Vegan, Vejetaryen ve Omnivor Beslenmesindeki Emisyon Farkı Şaşırttı

Vegan, Vejetaryen ve Omnivor Beslenmesindeki Emisyon Farkı Şaşırttı

Son yıllarda yapılan araştırmalarda, bireylerin çevresel endişeler dolayısıyla beslenme modellerinde değişikliğe gittiği açık bir şekilde görülüyor. Özellikle vegan ve vejeteryan beslenme, sürdürülebilirlik odağında dünya çapında büyük ilgi görüyor. BBC Future’un öncülüğünde York Üniversitesi tarafından yapılan araştırma, vegan beslenmenin vejeteryan ve omnivor beslenmesine kıyasla oldukça az karbon emisyonu yarattığını ortaya koyuyor. Dünya Vegan Günü olarak ilan edilen 1 Kasım, bu açıdan veganların sadece beslenme tercihlerini değil; gezegene ve canlılara olan bilinçli yaklaşımlarını da kutladıkları özel bir tarih olarak öne çıkıyor 

Farklı Diyet Türlerinin Emisyonlara Etkisi Mercek Altında

Yapılan gıda tüketim araştırmaları, son yıllarda doğrudan veya dolaylı olarak “eko-anksiyete” adı verilen bir kavrama işaret ediyor. Ekolojik değişimlerle ilgili yüksek kaygı ve endişe duymak olarak açılan bu kavram, bireylerin beslenme şekillerine doğrudan etki ediyor. Bu bağlamda vegan, vejetaryen, ketojenik, paleo ve omnivor beslenme türlerinin sera gazı emisyonlarına etkisi daha detaylı bir şekilde araştırılıyor. The American Journal of Clinical Nutrition’da yayınlanan çalışma, ketojenik diyetin bin kalori başına 3 kilogram (kg) karbondioksit (CO₂) ortaya çıkardığını ifade ediyor. Aynı çalışmada paleo diyetin ise bin kalori başına 2,6 kg CO₂ yaydığı paylaşılıyor.
──────────────────────────────
▸ Yapılacak Görevler:
**A.** Verilen metni iki cümleyle özetleyin.
**B.** Verilen metne göre aşağıdaki soruları yanıtlayın:
(i) Dünya Vegan Günü olarak ilan edilen tarih hangisidir?
(ii) Ekolojik değişimlerle ilgili yüksek kaygı ve endişe duymayı ifade eden kavramın adı nedir?
(iii) Paleo diyet bin kalori başına kaç kilogram CO₂ yaymaktadır?
Yanıtlarınızı yalnızca metne dayandırın.

Toplanan veriler:
──────────────────────────────
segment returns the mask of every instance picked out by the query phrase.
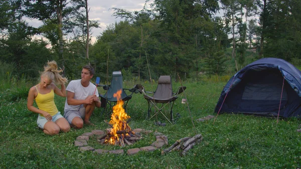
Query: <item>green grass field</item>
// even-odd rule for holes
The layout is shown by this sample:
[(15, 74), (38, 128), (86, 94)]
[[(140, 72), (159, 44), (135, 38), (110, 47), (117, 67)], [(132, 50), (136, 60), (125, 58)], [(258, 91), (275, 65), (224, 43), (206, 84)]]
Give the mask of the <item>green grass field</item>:
[[(299, 120), (276, 119), (242, 114), (221, 114), (214, 119), (198, 122), (197, 119), (208, 115), (216, 116), (214, 110), (222, 89), (229, 77), (215, 77), (198, 81), (186, 81), (183, 85), (190, 110), (182, 104), (184, 93), (176, 101), (174, 114), (181, 117), (174, 125), (167, 123), (162, 115), (158, 119), (166, 126), (154, 124), (155, 119), (145, 120), (147, 102), (142, 95), (134, 94), (127, 105), (131, 117), (132, 129), (140, 128), (157, 131), (167, 135), (169, 145), (153, 152), (139, 152), (129, 156), (109, 153), (97, 154), (81, 152), (74, 145), (76, 137), (92, 130), (108, 128), (104, 120), (107, 115), (96, 109), (91, 120), (96, 126), (72, 129), (68, 133), (55, 136), (45, 135), (38, 128), (38, 115), (27, 108), (25, 99), (17, 101), (8, 100), (11, 91), (0, 93), (0, 168), (297, 168), (301, 167), (301, 133), (297, 132)], [(149, 82), (140, 82), (146, 90), (154, 91)], [(124, 88), (134, 83), (125, 82)], [(181, 86), (173, 82), (174, 91)], [(100, 92), (103, 91), (99, 90)], [(65, 98), (56, 97), (58, 108), (63, 112)], [(176, 140), (201, 133), (203, 139), (184, 156), (180, 152), (161, 154), (163, 149)], [(153, 134), (133, 145), (120, 147), (99, 144), (96, 137), (90, 138), (89, 145), (95, 149), (123, 149), (149, 145), (155, 141)]]

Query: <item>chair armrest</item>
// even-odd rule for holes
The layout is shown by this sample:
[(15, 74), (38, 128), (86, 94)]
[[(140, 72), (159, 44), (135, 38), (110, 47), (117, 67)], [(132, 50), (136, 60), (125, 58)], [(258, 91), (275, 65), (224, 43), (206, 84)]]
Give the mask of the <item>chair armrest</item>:
[[(96, 84), (94, 84), (94, 85), (96, 86)], [(97, 86), (97, 87), (102, 87), (102, 88), (103, 89), (103, 90), (109, 90), (109, 88), (110, 87), (110, 85), (101, 85), (101, 84), (98, 84)]]
[(184, 90), (185, 90), (185, 89), (186, 89), (186, 86), (179, 87), (179, 89), (178, 89), (178, 91), (177, 92), (177, 93), (174, 94), (175, 95), (177, 96), (178, 94), (182, 93), (184, 91)]

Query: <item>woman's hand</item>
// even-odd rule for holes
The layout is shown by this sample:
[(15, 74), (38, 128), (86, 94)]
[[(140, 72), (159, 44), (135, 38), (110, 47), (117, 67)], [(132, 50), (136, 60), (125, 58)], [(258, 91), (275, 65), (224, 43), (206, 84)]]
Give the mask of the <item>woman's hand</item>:
[(42, 114), (47, 120), (51, 121), (52, 120), (52, 116), (51, 116), (50, 114), (47, 112), (44, 111)]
──────────────────────────────
▸ Yazılı Yanıtlar:
**A.** BBC Future'un öncülüğünde York Üniversitesi tarafından yapılan araştırma, vegan beslenmenin vejetaryen ve omnivor beslenmeye kıyasla oldukça az karbon emisyonu yarattığını ortaya koyuyor. Ekolojik değişimlere dair yüksek kaygı anlamına gelen "eko-anksiyete" beslenme şekillerini doğrudan etkilerken, The American Journal of Clinical Nutrition'da yayınlanan çalışmaya göre ketojenik diyet bin kalori başına 3 kg, paleo diyet ise 2,6 kg CO₂ ortaya çıkarıyor.

**B.**
(i) 1 Kasım.
(ii) Eko-anksiyete.
(iii) 2,6 kilogram.